EXTRACT —
————
= Timeline of Charlotte, North Carolina =

The following is a timeline of the history of Charlotte, North Carolina, United States.

==Prior to 19th century==

- 1763 – Mecklenburg County established.
- 1768 – Charlotte Town incorporated.
- 1770 – Queen's Museum chartered.
- 1774 – Charlotte becomes capital of county.
- 1775 – Mecklenburg Resolves signed.
- 1777 – Liberty Hall Academy incorporated.
- 1780 – Battle of Charlotte fought.

==19th century==
- 1835 – Charlotte Journal newspaper begins publication.
- 1837 – Charlotte Mint opens.
- 1850 – William F. Davidson becomes mayor.
- 1852
  - Railway begins operating.
  - Western Democrat newspaper begins publication.
- 1857
  - Charlotte Female Institute established.
  - YMCA becomes active.
  - Gas lighting in use.
- 1858 – Charlotte Military Academy established.
- 1867 – Biddle Memorial Institute founded.
- 1875 – Charlotte public schools established.
- 1880 – Population: 7,084.
- 1886 – Charlotte Chronicle newspaper begins publication.
- 1887
  - Electric lighting in use.
  - Charlotte Fire Department founded.
- 1888 – The Charlotte News begins publication.
- 1890 – Charlotte Post newspaper begins publication.
- 1891
  - City hall built.
  - Charlotte Literary and Library Association organized.
  - Latta Park established
- 1897 – Elizabeth College established.

==20th century==
- 1903 – Charlotte Carnegie Public Library opens.
- 1905
  - Brevard Street Library for Negroes opens.
  - Southern Power Company incorporated.
- 1908 – Union National Bank founded.
- 1915 – Temple Israel built.
- 1921 – WBT radio begins broadcasting.
- 1924
  - Hotel Charlotte opens.
  - Radiator Specialty Company founded.
- 1930
  - Population: 82,675
  - Work started to create Bryant Park
- 1932 – Charlotte Symphony Orchestra formed.
- 1933 – WSOC radio begins broadcasting.
- 1935 – Charlotte Municipal Airport established.
- 1936 – Mint Museum opens.
- 1940 – Population: 100,899.
- 1946 – Charlotte Center of the University of North Carolina opens.
————
RECORD SET —
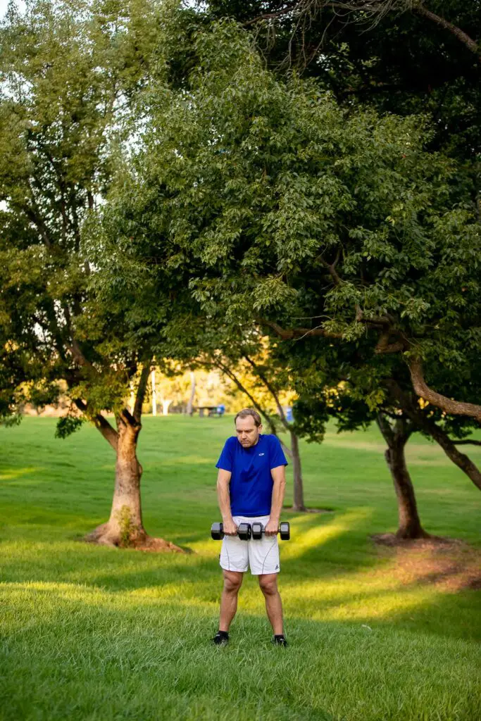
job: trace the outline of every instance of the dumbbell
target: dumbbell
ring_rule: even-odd
[[[214,541],[221,541],[224,536],[224,523],[213,523],[211,527],[211,536]],[[237,536],[242,541],[249,541],[252,536],[250,523],[239,523],[237,528]]]
[[[262,537],[262,534],[265,534],[265,531],[264,530],[264,526],[262,526],[262,524],[260,523],[258,521],[256,521],[255,523],[252,523],[252,538],[255,541],[260,541],[260,539]],[[278,533],[281,534],[281,541],[289,540],[289,539],[291,538],[291,527],[286,521],[285,521],[283,523],[281,524],[281,527],[278,531]]]

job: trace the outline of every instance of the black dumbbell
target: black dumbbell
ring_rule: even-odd
[[[261,523],[256,521],[252,523],[252,538],[255,541],[259,541],[262,537],[262,534],[265,533],[264,530],[264,526]],[[288,541],[291,538],[291,527],[288,523],[285,521],[281,524],[281,527],[278,531],[278,534],[281,534],[281,541]]]
[[[211,528],[211,536],[214,541],[221,541],[225,534],[224,523],[213,523]],[[242,541],[249,541],[252,535],[250,523],[239,523],[237,528],[237,536]]]

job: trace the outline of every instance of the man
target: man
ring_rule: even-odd
[[[226,441],[216,467],[217,497],[222,514],[224,538],[220,562],[224,573],[216,645],[229,642],[229,628],[237,609],[237,593],[250,565],[252,575],[265,598],[265,608],[274,637],[273,642],[286,646],[282,602],[277,588],[280,570],[277,532],[286,490],[287,461],[275,435],[262,434],[259,414],[250,408],[235,417],[237,435]],[[237,534],[241,523],[258,521],[265,533],[260,540],[242,541]]]

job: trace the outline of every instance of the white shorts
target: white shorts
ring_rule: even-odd
[[[264,528],[269,521],[268,516],[258,516],[255,518],[245,516],[234,516],[234,522],[251,523],[260,521]],[[266,536],[262,534],[260,540],[251,539],[242,541],[238,536],[224,536],[220,556],[221,567],[226,571],[239,571],[245,573],[250,566],[253,576],[263,573],[278,573],[281,570],[279,562],[279,544],[277,536]]]

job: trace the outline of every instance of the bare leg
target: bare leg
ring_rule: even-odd
[[[237,593],[242,584],[243,573],[224,570],[224,589],[221,598],[219,631],[229,631],[232,619],[237,610]]]
[[[265,609],[274,634],[283,633],[282,601],[277,588],[277,573],[264,573],[260,575],[259,585],[265,598]]]

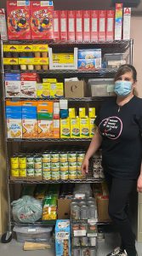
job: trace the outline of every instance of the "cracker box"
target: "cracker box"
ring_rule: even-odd
[[[67,41],[67,10],[60,11],[60,40]]]
[[[55,226],[56,256],[71,256],[71,228],[69,219],[57,219]]]
[[[54,137],[54,121],[38,120],[38,138]]]
[[[82,42],[82,10],[76,10],[76,41]]]
[[[99,41],[105,42],[106,39],[106,11],[99,11]]]
[[[99,11],[91,10],[91,42],[98,42]]]
[[[106,41],[114,40],[115,11],[106,11]]]
[[[53,39],[53,1],[31,2],[31,39]]]
[[[115,40],[122,40],[122,3],[116,3]]]
[[[91,12],[83,10],[83,41],[90,42],[91,36]]]
[[[54,10],[54,40],[60,41],[60,11]]]
[[[60,119],[60,137],[69,138],[71,131],[70,118]]]
[[[68,41],[75,41],[75,19],[76,13],[74,10],[68,11]]]
[[[31,39],[30,1],[7,1],[9,40]]]

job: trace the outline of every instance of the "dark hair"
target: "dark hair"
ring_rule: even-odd
[[[123,75],[124,73],[126,73],[128,72],[131,72],[132,73],[134,83],[137,82],[137,72],[136,72],[136,69],[135,69],[135,67],[133,66],[132,66],[130,64],[122,65],[118,68],[118,71],[116,72],[115,79],[114,79],[115,82],[116,80],[118,80],[118,79],[119,79],[120,76]]]

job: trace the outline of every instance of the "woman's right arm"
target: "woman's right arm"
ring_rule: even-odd
[[[89,159],[93,154],[99,148],[102,143],[102,137],[100,136],[98,128],[95,131],[94,136],[92,138],[91,143],[88,147],[88,149],[85,154],[84,160],[82,164],[82,172],[88,172],[88,163]]]

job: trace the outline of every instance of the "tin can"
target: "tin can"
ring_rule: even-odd
[[[20,177],[20,169],[11,169],[12,177]]]
[[[88,219],[88,210],[87,206],[81,207],[81,219]]]
[[[71,206],[71,215],[72,219],[80,219],[80,207],[77,205]]]
[[[26,177],[26,168],[20,169],[20,177]]]
[[[10,158],[11,169],[19,169],[19,158],[18,157],[11,157]]]
[[[19,165],[20,165],[20,169],[26,169],[26,157],[20,156],[19,157]]]

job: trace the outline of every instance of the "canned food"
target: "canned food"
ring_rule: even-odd
[[[26,168],[20,169],[20,177],[26,177]]]
[[[18,169],[19,168],[19,158],[18,157],[11,157],[10,159],[11,169]]]
[[[51,154],[51,162],[57,163],[60,160],[59,154]]]
[[[43,178],[44,180],[50,180],[51,179],[51,172],[43,172]]]
[[[60,172],[52,172],[51,178],[52,178],[52,180],[60,179]]]
[[[87,206],[81,207],[81,219],[88,219],[88,210]]]
[[[67,154],[60,154],[60,163],[67,162]]]
[[[80,207],[77,205],[71,206],[71,215],[72,219],[80,219]]]
[[[60,163],[51,163],[51,171],[52,172],[60,172]]]
[[[20,165],[20,169],[26,168],[26,157],[23,157],[23,156],[19,157],[19,165]]]
[[[68,161],[69,162],[77,162],[77,154],[76,153],[69,153],[68,154]]]
[[[68,162],[61,162],[60,163],[60,171],[61,172],[65,172],[69,170],[69,166],[68,166]]]
[[[26,169],[26,176],[27,177],[34,177],[35,176],[35,169]]]
[[[69,178],[68,172],[60,172],[60,179],[67,180]]]
[[[20,170],[19,169],[11,169],[11,176],[12,177],[19,177]]]
[[[42,169],[35,169],[35,177],[40,177],[42,176]]]
[[[82,247],[88,247],[88,236],[83,236],[81,238],[81,245]]]

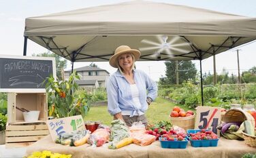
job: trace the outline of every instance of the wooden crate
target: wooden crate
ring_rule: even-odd
[[[5,130],[6,148],[25,147],[49,134],[46,122],[7,124]]]
[[[29,111],[39,111],[39,120],[36,122],[44,122],[48,118],[48,105],[46,93],[25,92],[7,94],[7,123],[25,123],[22,112],[16,106]]]

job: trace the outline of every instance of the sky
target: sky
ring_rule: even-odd
[[[256,1],[255,0],[148,0],[150,1],[187,5],[204,8],[221,12],[256,17]],[[25,18],[90,7],[93,6],[114,4],[127,0],[0,0],[0,56],[23,55],[24,28]],[[238,62],[236,50],[239,50],[240,73],[256,66],[256,41],[245,44],[237,48],[226,51],[216,56],[217,72],[221,73],[225,69],[238,75]],[[48,50],[38,44],[28,40],[27,55],[41,54]],[[199,70],[199,61],[193,61],[197,70]],[[203,73],[213,73],[212,57],[203,60]],[[74,68],[88,66],[91,62],[75,62]],[[99,68],[106,69],[110,74],[116,71],[111,67],[108,62],[95,62]],[[164,62],[136,62],[136,67],[144,71],[153,80],[165,75]],[[66,69],[71,69],[71,62],[67,62]]]

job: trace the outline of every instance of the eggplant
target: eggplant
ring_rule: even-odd
[[[221,128],[221,132],[224,134],[230,127],[231,125],[237,125],[240,126],[241,125],[241,122],[229,122],[225,124]]]

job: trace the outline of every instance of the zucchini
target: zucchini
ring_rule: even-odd
[[[244,133],[248,134],[250,136],[255,136],[254,127],[250,121],[244,121]]]

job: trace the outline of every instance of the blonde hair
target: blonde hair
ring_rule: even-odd
[[[136,66],[135,66],[135,56],[133,54],[131,53],[129,53],[129,54],[131,55],[132,59],[133,59],[133,65],[131,65],[131,69],[132,70],[134,70]],[[117,68],[119,70],[120,73],[123,75],[124,73],[123,73],[123,68],[121,68],[121,66],[120,66],[119,65],[119,62],[118,62],[118,58],[116,58],[116,65],[117,65]]]

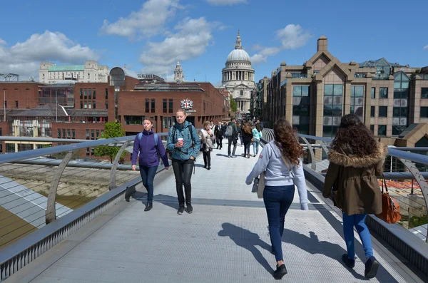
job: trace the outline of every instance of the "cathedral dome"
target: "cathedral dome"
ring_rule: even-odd
[[[250,63],[250,56],[244,49],[235,49],[229,53],[226,63],[233,61],[247,61]]]

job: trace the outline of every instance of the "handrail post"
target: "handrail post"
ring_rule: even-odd
[[[119,160],[121,159],[121,155],[125,151],[125,149],[131,144],[132,140],[127,140],[121,147],[119,151],[116,154],[116,156],[114,158],[114,160],[113,160],[113,166],[111,167],[111,171],[110,171],[110,182],[108,182],[108,190],[111,190],[116,187],[116,169],[118,168],[118,165],[119,163]]]
[[[424,197],[424,201],[425,202],[425,209],[428,212],[428,184],[425,179],[420,174],[419,170],[416,167],[416,165],[409,160],[403,158],[398,158],[404,165],[409,169],[409,171],[414,177],[414,180],[417,182],[422,192],[422,196]],[[427,213],[428,215],[428,213]],[[427,230],[427,235],[425,242],[428,242],[428,230]]]
[[[63,158],[59,166],[58,166],[56,172],[55,172],[54,180],[52,180],[52,182],[51,184],[51,189],[49,190],[49,195],[48,195],[48,202],[46,204],[45,220],[46,225],[56,220],[56,208],[55,205],[56,202],[56,191],[58,190],[59,180],[61,179],[61,176],[62,175],[63,172],[64,172],[67,164],[68,164],[68,161],[70,161],[71,157],[73,157],[73,155],[76,151],[77,150],[68,151],[66,156]]]
[[[312,148],[309,141],[306,139],[306,138],[300,137],[300,138],[306,143],[306,146],[307,146],[307,149],[309,150],[309,153],[310,154],[310,161],[311,161],[311,168],[314,171],[317,170],[317,161],[315,160],[315,155],[314,153],[314,149]]]

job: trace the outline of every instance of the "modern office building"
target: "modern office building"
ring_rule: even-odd
[[[428,122],[428,67],[340,62],[317,40],[317,53],[301,66],[281,63],[268,86],[266,113],[285,116],[301,133],[332,137],[340,118],[355,113],[379,137],[398,137]]]
[[[82,83],[107,83],[108,67],[96,61],[87,61],[84,65],[56,65],[41,62],[39,71],[41,83],[56,83],[59,81],[77,81]]]

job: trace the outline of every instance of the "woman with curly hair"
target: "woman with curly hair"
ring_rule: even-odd
[[[295,185],[300,199],[300,209],[307,210],[307,191],[300,158],[303,148],[299,143],[295,132],[284,118],[278,119],[273,126],[275,140],[263,148],[259,160],[245,182],[250,185],[253,180],[265,171],[263,200],[269,222],[269,234],[272,252],[277,262],[273,273],[275,279],[287,274],[282,258],[282,241],[284,220],[292,202]]]
[[[342,260],[355,265],[354,227],[364,248],[365,276],[376,276],[379,262],[373,257],[370,232],[365,221],[367,213],[382,212],[382,195],[377,178],[382,175],[387,146],[378,143],[372,132],[354,114],[343,116],[328,153],[330,165],[322,195],[330,197],[343,214],[343,234],[347,253]]]

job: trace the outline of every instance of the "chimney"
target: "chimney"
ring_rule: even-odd
[[[321,36],[317,41],[317,52],[327,51],[327,37]]]

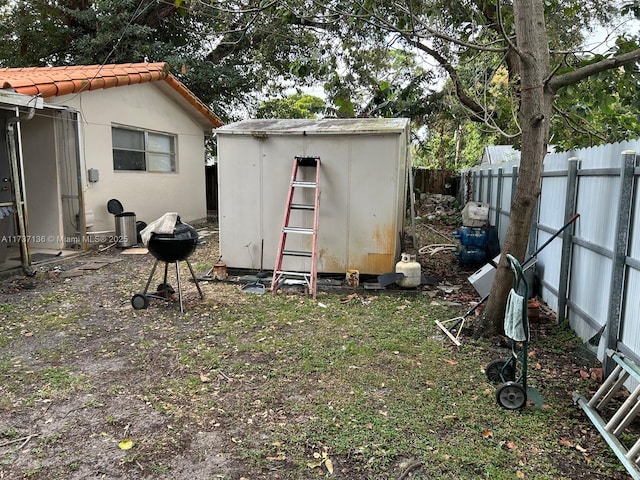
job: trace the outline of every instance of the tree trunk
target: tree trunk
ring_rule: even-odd
[[[540,195],[542,163],[549,138],[553,95],[545,85],[550,67],[543,1],[514,0],[513,11],[517,37],[515,48],[521,76],[518,113],[522,129],[520,168],[498,271],[476,332],[479,336],[503,332],[506,299],[513,283],[506,254],[524,260],[529,228]]]

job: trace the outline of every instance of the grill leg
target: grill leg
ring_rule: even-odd
[[[151,275],[149,275],[149,280],[147,280],[147,285],[144,287],[144,292],[142,293],[143,295],[146,295],[147,292],[149,291],[149,285],[151,285],[151,280],[153,280],[153,274],[156,273],[156,267],[158,266],[158,262],[160,260],[156,260],[156,262],[153,264],[153,268],[151,269]],[[164,272],[164,281],[166,283],[167,281],[167,271],[165,269]]]
[[[200,284],[198,283],[198,279],[196,278],[196,274],[193,272],[193,267],[191,266],[191,262],[189,259],[185,259],[187,262],[187,266],[189,267],[189,271],[191,272],[191,278],[193,278],[193,282],[196,284],[196,288],[198,289],[198,293],[200,294],[200,299],[204,298],[204,293],[202,293],[202,289],[200,288]]]
[[[176,279],[178,280],[178,300],[180,301],[180,313],[184,313],[184,308],[182,307],[182,284],[180,282],[180,262],[176,260]]]

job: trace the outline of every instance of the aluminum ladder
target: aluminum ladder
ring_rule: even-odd
[[[629,475],[634,480],[640,480],[640,438],[630,448],[623,445],[619,438],[640,413],[640,368],[620,352],[607,349],[607,356],[616,363],[613,372],[591,400],[587,401],[580,393],[573,392],[573,401],[582,407],[600,435],[627,469]],[[612,400],[617,401],[614,397],[621,391],[627,380],[635,380],[638,386],[618,406],[611,418],[605,420],[602,417],[604,407]]]
[[[304,180],[306,178],[307,180]],[[313,180],[308,180],[313,178]],[[296,195],[296,191],[301,193]],[[305,193],[311,192],[311,195]],[[312,196],[313,201],[309,202],[308,197]],[[302,197],[302,198],[301,198]],[[318,207],[320,205],[320,157],[295,157],[293,170],[291,172],[291,182],[289,183],[289,193],[284,209],[284,219],[276,254],[276,264],[273,269],[273,279],[271,281],[271,291],[275,294],[285,283],[293,281],[302,283],[308,292],[316,298],[318,279]],[[291,212],[299,210],[302,212],[313,212],[313,226],[293,226],[291,225]],[[310,248],[288,249],[287,240],[289,235],[310,236]],[[308,271],[295,271],[283,268],[285,257],[306,257],[309,259]]]

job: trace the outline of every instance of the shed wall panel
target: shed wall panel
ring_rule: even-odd
[[[217,132],[220,248],[227,266],[257,268],[260,248],[248,255],[246,245],[264,244],[264,268],[273,268],[294,157],[319,156],[318,272],[393,271],[404,227],[408,123],[400,131],[343,129],[314,134],[274,134],[268,123],[261,123],[265,125],[260,135],[225,131],[225,127]],[[304,175],[301,171],[298,178],[311,180]],[[239,182],[245,186],[237,187]],[[247,198],[237,199],[241,192],[247,192]],[[302,195],[303,203],[312,203],[311,190],[296,189],[296,195]],[[312,212],[292,212],[289,224],[312,226],[312,222]],[[310,236],[289,234],[287,248],[310,250],[310,242]],[[285,261],[283,269],[309,270],[306,258],[285,257]]]

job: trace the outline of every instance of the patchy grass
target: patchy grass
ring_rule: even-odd
[[[134,311],[151,265],[130,256],[0,298],[0,477],[626,478],[572,403],[597,385],[565,328],[533,328],[544,408],[507,411],[483,371],[505,350],[443,338],[434,321],[460,312],[433,292],[314,301],[203,283],[204,300],[185,287],[184,315]]]

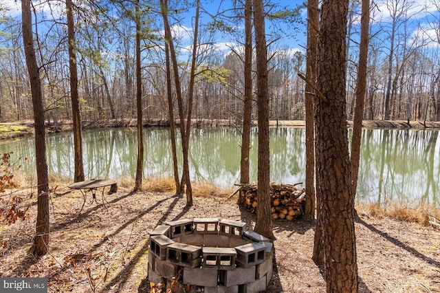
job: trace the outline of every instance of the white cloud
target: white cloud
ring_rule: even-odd
[[[419,42],[424,42],[429,47],[438,47],[440,45],[439,30],[440,28],[435,28],[435,24],[427,24],[415,31],[412,39],[419,40]]]
[[[436,3],[437,2],[437,3]],[[388,21],[391,16],[419,19],[439,11],[439,0],[379,0],[373,7],[374,21]]]

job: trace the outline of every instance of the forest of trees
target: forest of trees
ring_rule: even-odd
[[[144,119],[168,119],[164,34],[158,2],[139,2]],[[440,1],[424,3],[381,0],[371,6],[364,119],[440,120]],[[221,6],[218,13],[212,15],[204,5],[207,3],[200,4],[200,18],[214,18],[199,28],[192,118],[240,122],[245,92],[243,6],[239,2],[234,8]],[[135,6],[120,1],[73,3],[82,120],[136,117]],[[193,28],[182,23],[184,17],[190,16],[195,3],[170,1],[168,6],[182,90],[185,94],[190,76],[191,56],[188,52],[192,45],[186,39],[192,40],[194,35]],[[212,6],[210,2],[210,6]],[[305,119],[305,84],[297,74],[305,72],[305,48],[294,50],[285,45],[289,40],[305,36],[302,8],[298,6],[289,13],[275,4],[265,8],[272,30],[278,31],[278,34],[269,32],[267,40],[271,120]],[[38,64],[41,65],[45,119],[72,118],[65,4],[61,1],[39,1],[32,9],[38,22],[32,28]],[[0,4],[0,121],[33,118],[21,20],[13,12]],[[346,112],[352,119],[358,76],[360,1],[350,2],[348,17]],[[226,35],[231,45],[226,50],[220,50],[217,38]],[[252,117],[256,119],[255,109]]]
[[[304,53],[278,43],[303,34],[302,7],[285,9],[276,1],[231,3],[224,10],[219,7],[215,15],[208,13],[204,5],[208,3],[201,0],[38,4],[23,0],[21,19],[0,8],[4,44],[0,48],[0,120],[34,118],[40,147],[36,149],[40,160],[34,254],[46,253],[48,245],[45,119],[72,118],[78,140],[77,182],[84,180],[82,154],[76,152],[80,150],[81,119],[137,118],[135,191],[142,188],[143,119],[169,118],[173,131],[175,113],[183,155],[182,179],[178,172],[175,175],[176,193],[186,190],[188,206],[192,205],[188,163],[191,119],[228,120],[243,123],[243,129],[247,124],[248,130],[251,120],[258,120],[254,230],[274,239],[269,120],[305,119],[314,107],[317,221],[313,259],[324,265],[327,292],[358,291],[352,178],[357,176],[359,157],[349,155],[346,120],[355,117],[359,127],[353,131],[359,134],[353,134],[359,138],[353,140],[353,154],[360,148],[362,112],[366,119],[440,120],[440,1],[424,6],[383,0],[371,6],[363,0],[362,9],[358,1],[327,0],[320,7],[309,1],[307,63],[315,64],[307,68]],[[192,27],[185,28],[181,18],[194,10]],[[207,16],[209,22],[201,21]],[[266,20],[271,23],[269,32]],[[179,33],[182,30],[187,38]],[[226,35],[236,43],[230,43],[226,52],[218,49],[216,41]],[[305,93],[312,91],[314,105],[309,108]],[[258,107],[243,109],[247,102]],[[250,109],[251,113],[244,111]],[[313,132],[308,133],[314,136]],[[175,136],[173,133],[171,139]],[[307,141],[313,149],[313,140]],[[173,149],[175,158],[175,145]],[[313,151],[307,153],[314,156]],[[242,155],[242,168],[249,164],[247,155]],[[307,181],[313,182],[314,163],[307,162],[312,178]],[[248,172],[248,166],[243,170]],[[242,180],[249,183],[249,176]],[[311,197],[313,192],[307,195]],[[314,219],[315,207],[307,210]]]

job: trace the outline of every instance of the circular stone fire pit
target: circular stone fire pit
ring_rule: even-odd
————
GIVEN INSTRUCTION 1 — Please render the sentence "The following is a timeline of the history of Charlotte, North Carolina, United States." from the Charlotte timeline into Spanish.
GIVEN INSTRUCTION 2 — Using one to three sentences, explain what the opening line of the Charlotte timeline says the list that follows is meant to be.
GIVEN INSTRUCTION 3 — Resume the Charlotte timeline right after its final entry, the one for 1946.

RESPONSE 1 — A continuación se presenta una cronología de la historia de Charlotte, Carolina del Norte, Estados Unidos.

RESPONSE 2 — The opening line states that the list is a timeline of the history of Charlotte, North Carolina, United States. The dated entries are therefore events from the city's past, arranged in order by year.

RESPONSE 3 —
- 1947 – The Unitarian Universalist Church of Charlotte founded.
- 1949 – WBTV (television) begins broadcasting.
- 1950 – Population: 134,042.
- 1955 – Ovens Auditorium opens.
- 1957
  - WSOC-TV (television) begins broadcasting.
  - American Commercial Bank formed.
- 1960 – Population: 201,564.
- 1961 – Stan Brookshire becomes mayor.
- 1966 – Charlotte Botanical Gardens established.
- 1967 – WCNC-TV begins broadcasting.
- 1968 – Bartlett Tree Research Laboratories Arboretum established.
- 1970
  - SouthPark Mall opens.
  - Population: 241,178.
- 1971 – U.S. Supreme Court decides Swann v. Charlotte-Mecklenburg Board of Education, approving racial desegregation busing.
- 1973 – Carowinds Monorail begins operating.
- 1974 – Airplane accident.
- 1976 – Afro-American Cultural Center established.
- 1980 – Population: 314,447.
- 1982 – Heroes Convention (comic books) begins.
- 1983 – Harvey Gantt becomes mayor.
- 1985 – Metrolina Theatre Association established.
- 1986
  - Opera Carolina formed.
  - Airplane accident.
- 1987 – WJZY begins broadcasting.
- 1988
  - Charlotte Hornets begins play.
  - Charlotte Knights franchise established.
- 1989 – Hurricane Hugo.
- 1990 — Population: 395,934.
- 1991
  - Blockbuster Pavilion opens.
  - Museum of the New South incorporated.
- 1992
  - North Carolina Blumenthal Performing Arts Center opens.
  - Carolina Actors Studio Theatre and Carolinas Aviation Museum founded.
- 1993
  - City government computer network begins operating.
  - Mel Watt becomes U.S. representative for North Carolina's 12th congressional district.
- 1994
  - WMYT-TV begins broadcasting.
  - Airplane accident.
  - Charlotte's Web Community Network online.
- 1995
  - Pat McCrory becomes mayor.
  - Charlotte Convention Center and Tremont Music Hall open.
  - City website online.
  - Carolina Panthers began play as first NFL team in the Carolinas
- 1997 – Loomis Fargo Bank Robbery.
- 1998 – Bank of America formed.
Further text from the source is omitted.